◆ GOAL
Copy out the material below, switching every "marker" to "dot" and keeping everything else unchanged.
── SUPPLIED DATA ──
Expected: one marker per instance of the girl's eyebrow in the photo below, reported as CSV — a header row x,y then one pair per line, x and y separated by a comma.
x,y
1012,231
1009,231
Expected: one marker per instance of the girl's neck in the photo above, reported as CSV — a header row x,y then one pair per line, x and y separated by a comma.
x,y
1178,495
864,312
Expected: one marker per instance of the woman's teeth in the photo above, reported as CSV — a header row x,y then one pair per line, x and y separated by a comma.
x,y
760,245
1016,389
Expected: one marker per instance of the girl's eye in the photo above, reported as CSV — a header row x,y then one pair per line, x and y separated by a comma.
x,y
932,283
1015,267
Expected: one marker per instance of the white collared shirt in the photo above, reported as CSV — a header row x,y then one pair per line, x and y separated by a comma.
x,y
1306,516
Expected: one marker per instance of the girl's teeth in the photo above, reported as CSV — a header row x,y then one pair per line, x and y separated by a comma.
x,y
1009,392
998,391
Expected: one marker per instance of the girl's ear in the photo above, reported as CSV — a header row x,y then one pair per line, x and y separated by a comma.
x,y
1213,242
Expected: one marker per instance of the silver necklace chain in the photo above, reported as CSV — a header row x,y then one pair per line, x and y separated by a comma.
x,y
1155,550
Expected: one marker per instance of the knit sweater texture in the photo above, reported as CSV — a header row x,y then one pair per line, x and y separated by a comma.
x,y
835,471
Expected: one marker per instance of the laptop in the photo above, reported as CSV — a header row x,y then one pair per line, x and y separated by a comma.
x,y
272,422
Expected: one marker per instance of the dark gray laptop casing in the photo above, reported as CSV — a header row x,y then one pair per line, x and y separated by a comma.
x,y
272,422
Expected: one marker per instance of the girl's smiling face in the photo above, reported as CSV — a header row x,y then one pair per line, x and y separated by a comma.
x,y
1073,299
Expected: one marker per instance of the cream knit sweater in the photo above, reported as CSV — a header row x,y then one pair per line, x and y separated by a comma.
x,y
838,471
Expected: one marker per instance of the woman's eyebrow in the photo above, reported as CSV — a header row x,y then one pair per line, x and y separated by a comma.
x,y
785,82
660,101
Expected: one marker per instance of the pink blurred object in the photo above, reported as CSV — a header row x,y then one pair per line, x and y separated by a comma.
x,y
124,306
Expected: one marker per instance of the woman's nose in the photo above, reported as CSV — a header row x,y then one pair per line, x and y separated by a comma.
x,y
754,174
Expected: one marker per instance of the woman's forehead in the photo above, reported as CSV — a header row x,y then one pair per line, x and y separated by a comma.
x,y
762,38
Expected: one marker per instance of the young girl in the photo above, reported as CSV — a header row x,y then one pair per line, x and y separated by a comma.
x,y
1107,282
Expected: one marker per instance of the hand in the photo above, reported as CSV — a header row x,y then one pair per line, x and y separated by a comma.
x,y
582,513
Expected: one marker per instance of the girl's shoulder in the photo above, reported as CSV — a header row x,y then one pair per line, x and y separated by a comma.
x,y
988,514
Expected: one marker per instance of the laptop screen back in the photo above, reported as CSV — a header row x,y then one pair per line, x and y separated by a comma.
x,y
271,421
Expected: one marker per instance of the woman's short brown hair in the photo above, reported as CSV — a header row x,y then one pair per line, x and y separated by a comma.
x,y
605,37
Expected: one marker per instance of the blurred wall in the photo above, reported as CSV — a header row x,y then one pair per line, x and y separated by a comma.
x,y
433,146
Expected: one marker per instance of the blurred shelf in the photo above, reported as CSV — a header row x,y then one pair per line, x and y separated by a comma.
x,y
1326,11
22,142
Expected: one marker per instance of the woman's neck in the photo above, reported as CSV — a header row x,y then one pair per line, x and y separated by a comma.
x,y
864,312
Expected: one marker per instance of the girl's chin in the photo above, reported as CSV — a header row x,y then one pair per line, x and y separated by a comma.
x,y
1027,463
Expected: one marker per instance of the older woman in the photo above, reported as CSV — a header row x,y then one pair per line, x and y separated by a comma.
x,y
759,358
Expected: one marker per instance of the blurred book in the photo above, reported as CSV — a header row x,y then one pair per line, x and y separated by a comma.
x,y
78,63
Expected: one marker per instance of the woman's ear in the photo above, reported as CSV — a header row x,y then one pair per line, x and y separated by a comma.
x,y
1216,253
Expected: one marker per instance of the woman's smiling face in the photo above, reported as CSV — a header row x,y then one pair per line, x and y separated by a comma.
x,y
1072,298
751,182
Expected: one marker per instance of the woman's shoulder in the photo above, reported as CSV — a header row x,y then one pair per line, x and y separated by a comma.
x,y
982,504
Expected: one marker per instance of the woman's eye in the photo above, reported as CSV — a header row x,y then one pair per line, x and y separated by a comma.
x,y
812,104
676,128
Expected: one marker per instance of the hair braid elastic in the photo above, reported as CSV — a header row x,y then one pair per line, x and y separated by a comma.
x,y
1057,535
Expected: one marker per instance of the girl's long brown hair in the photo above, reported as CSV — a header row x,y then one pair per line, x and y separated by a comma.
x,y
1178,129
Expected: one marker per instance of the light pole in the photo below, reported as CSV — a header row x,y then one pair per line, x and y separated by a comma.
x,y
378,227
───
◆ OUTPUT OF THE EXERCISE
Expected: one dot per instance of the girl's eyebrow in the photo below, reported as CSV — a header row x,y then one pair per line, x and y separated by a comma.
x,y
1012,231
1009,231
Expected: one dot per instance of the girl's neck in the photo above, reported as CSV — a header row x,y then one pair per line, x and y separated by a comma.
x,y
1178,495
864,312
Expected: one dot per instance of the woman's teeth in the photo above, reported as CSV — a header row x,y then one pair per line, x and y separated by a comma.
x,y
760,245
1016,389
Expected: one dot per instance of the girl's eye in the photo above, reported as CSV — a header row x,y then one pair per line, x and y separated by a comma.
x,y
932,283
1015,267
Expected: one dot per instance of the white collared shirt in the photo above, reported as CSV — a header row x,y then one pair per line, x and y separated by a comma.
x,y
1306,516
Expected: one dot per instance of the girl's teeth in the photo above, reported as CSV — a header row x,y then one pair per line, x and y separated by a comma.
x,y
1009,392
998,391
Expected: one dot per instance of the girl's ear in the photo above, reported as CSV — a header row x,y then one pair per line, x and y separated by a comma.
x,y
1213,242
Expected: one dot per instance of the silver necklace chain in the photo above, reported as CSV — a header row x,y then one pair per line, x and y separated by a comma.
x,y
1155,550
Expected: one dot per instance of the knit sweater texture in the photo above, reported as CSV — a header row x,y then one pair per line, x and y separated by a comma.
x,y
835,471
Expected: one dot per instance of the laptop in the photo above, reported as CSV — a header row x,y then one pair per line, x and y separated by a comma.
x,y
272,422
Expected: one dot per instance of the dark gray laptop casing in the photo above, reported as CSV — a header row x,y then one pair per line, x and y separated by a comma.
x,y
272,422
Expected: one dot per instance of the girl's smiling face in the photo above, reported as CSV — a header row x,y then one pair per line, x and y separated by a comma.
x,y
1073,299
Expected: one dot per instance of the cream knit sweater in the photo above, reported as CSV — a header row x,y then one pair per line, x and y separated by a comma.
x,y
838,471
Expected: one dot per instance of the woman's eyebrow in the photo above, reported as CSV — a header row x,y then one pair per line, x and y separated by a comma.
x,y
785,82
660,101
Expected: one dot per instance of the pink blurred object in the photo above, reported as CSV — a header row x,y then one pair per line, x and y separated by a comma.
x,y
124,306
Expected: one dot per instance of the woman's nose in the photo above, reported as CSV — a header row x,y then one pair per line, x and y separated by a comma.
x,y
754,174
Expected: one dot per instance of the woman's forehead in the photo above, reported as CSV — a header row x,y then one pair per line, x and y separated by a comma.
x,y
762,38
Expected: one dot per instance of the young girl in the photo above, reported as CSV — a header row x,y then one pair per line, x and y separated by a comma.
x,y
1107,282
Expected: one dot per instance of the hand in the photo above, reported as CSV — a header row x,y then one pair per line, x and y separated by a comma.
x,y
582,513
Expected: one dot per instance of the girl's shoulder in the photo above, reported as CSV — a header row x,y then one pair per line, x and y separated by a comma.
x,y
988,514
Expected: one dot per instance of the laptop screen back in the photo above, reported as CSV — a header row x,y then one pair per line, x and y separated by a comma.
x,y
271,421
Expected: one dot per instance of the woman's short brown hair in the photo above, reported as CSV — a header row x,y then one pair per line, x and y separated by a comma.
x,y
605,37
Expected: one dot per instance of the blurred wall in the photo above, reported as CSV — a header row x,y then one pair per line, x and y separated by a comma.
x,y
433,146
Expected: one dot per instance of the blurred shelf in the photo above, reported as CSV — a header row x,y then one pair per line, x and y separated by a comma.
x,y
1326,11
22,142
Expected: one dot per instance of the woman's neck in the photo above, reported as CSV — a header row x,y then one pair per line, x and y separated by a comma.
x,y
864,312
Expected: one dot per instance of the girl's chin in the photo above, reported as CSV — a header row x,y then one pair per line, x and y separated by a comma.
x,y
1027,463
Expected: one dot per instance of the older woman in the photo above, reported as CSV — a header row x,y then one pair per line, x and y separated by a comma.
x,y
759,358
Expected: one dot per instance of the blurred book in the photo above, reported as CSV — a header row x,y then one pair per line, x and y separated by a comma.
x,y
78,63
Expected: one dot per instance of the woman's ear in the photo above, reported as CSV — a header row x,y then one pair per line, x and y separated by a comma.
x,y
1216,253
Expected: one dot per instance of the woman's smiling face in the photo above, reported as CSV — a header row x,y then one pair per line, x and y separated by a comma.
x,y
1072,298
751,182
Expected: one dot per instance of the woman's shoulder in the photo above, reported as CSV — a header row x,y then one pair per line, x and y separated by a comma.
x,y
982,504
Expected: one dot per instance of the woman's eye in the photo above, reported as CSV — a header row x,y then one pair per line, x and y separated by a comma.
x,y
812,104
676,128
Expected: one dot per instance of the hair braid elastic in the photo above, reported as CSV — a header row x,y then one pair per line, x and y separated by a comma.
x,y
1057,535
Expected: one dot per instance of the girl's long brown hair in the photo above, reported as CSV — a header row x,y then one pair per line, x and y separated by a comma.
x,y
1178,129
Expected: one dot per instance of the light pole in the photo below, reported as CSV — a header row x,y then one pair per line, x and y separated by a comma.
x,y
378,227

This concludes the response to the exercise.